### OBJECTIVE
From the biography of Raghubir Sinh below, list every degree he earned from Agra University, giving the year for each.

### SUPPLIED PASSAGE
+ + + +

- Born: 23 February 1908
- Died: 21 February 1991 (aged 82)
- Spouse: Mohan Kumari
- Father: Ram Singh
- Allegiance: British Raj
- Branch: British Indian Army
- Years of active service: 1941–1945
- Rank: Major (1942–1945); Captain (1941–1942);
- Unit: Observer Crops

= Raghubir Sinh =

Indian politician

Raghubir Sinh (Raghubir Singh) was an Indian Rajkumar of Sitamau, historian then politician. Later in life he was a Member of Parliament, representing Madhya Pradesh in the Rajya Sabha the upper house of India's Parliament as a member of the Indian National Congress.

==Birth==
He was born on 23 February 1908, at Laduna Palace in Sitamau to Ram Singh, the Raja of Sitamau.

== Education ==
He received his primary education at home and later attended Shri Ram High School in Sitamau for his middle school education. He enrolled at Daly College, Indore, in 1920 but had to withdraw after a few months due to illness. In 1924, he passed the matriculation examination of Bombay University from Baroda High School as a private candidate. He later completed the intermediate examination in 1926, also as a private candidate. He did his B.A. in 1928. Thereafter, he joined Holkar College in Indore and earned his LL.B. from Agra University in 1930. He passed his M.A. in history from Agra University in 1933. He conducted his research on Malwa in Transition, 1698–1766 under the guidance of Jadunath Sarkar and earned a D.Litt. from Agra University in 1936. He received his military training in Indore from 1940 to 1941.

+ + + +

### DATA EXTRACT
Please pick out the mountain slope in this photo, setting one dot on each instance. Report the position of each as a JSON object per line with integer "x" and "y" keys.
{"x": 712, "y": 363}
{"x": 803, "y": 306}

+ + + +

### THE ANSWER
- LL.B., 1930
- M.A. in history, 1933
- D.Litt., 1936